◆ **Raw records**
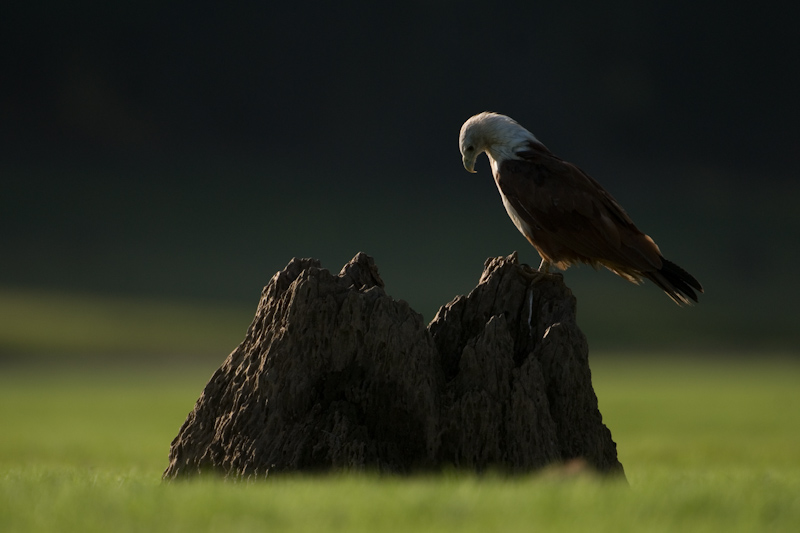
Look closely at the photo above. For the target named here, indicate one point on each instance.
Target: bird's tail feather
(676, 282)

...

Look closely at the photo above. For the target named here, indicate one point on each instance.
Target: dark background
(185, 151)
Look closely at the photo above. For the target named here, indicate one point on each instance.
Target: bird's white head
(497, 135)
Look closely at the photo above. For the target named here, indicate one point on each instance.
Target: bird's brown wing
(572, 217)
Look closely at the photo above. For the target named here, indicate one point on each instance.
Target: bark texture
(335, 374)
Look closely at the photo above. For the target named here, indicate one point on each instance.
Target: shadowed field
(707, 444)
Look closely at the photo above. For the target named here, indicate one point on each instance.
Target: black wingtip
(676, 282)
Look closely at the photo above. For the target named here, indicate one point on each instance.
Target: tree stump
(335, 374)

--

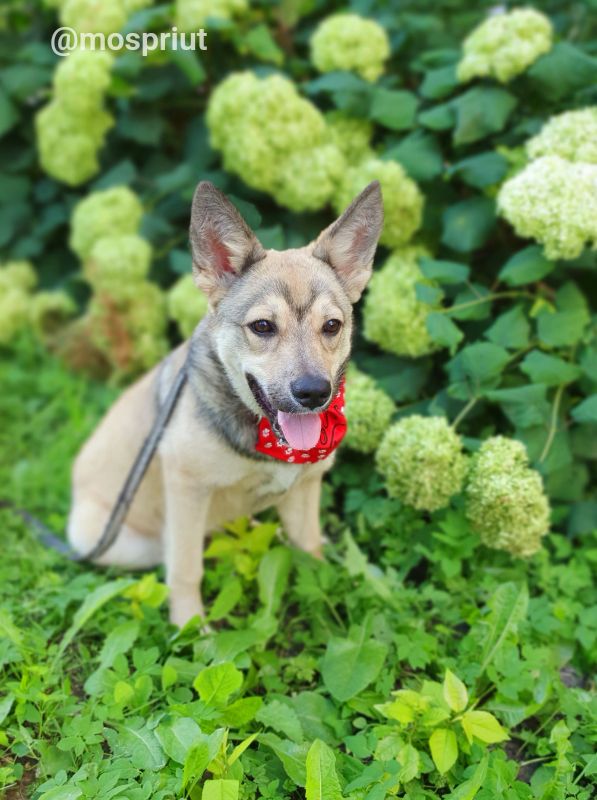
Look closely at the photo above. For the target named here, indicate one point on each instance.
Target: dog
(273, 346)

◆ **Required work**
Show each line of the material above that contains the word "bird", copied in full. Case counts, so match only that exact capitalization.

◆ **Task result**
Target: bird's tail feather
Target: bird's white head
Target: bird's brown wing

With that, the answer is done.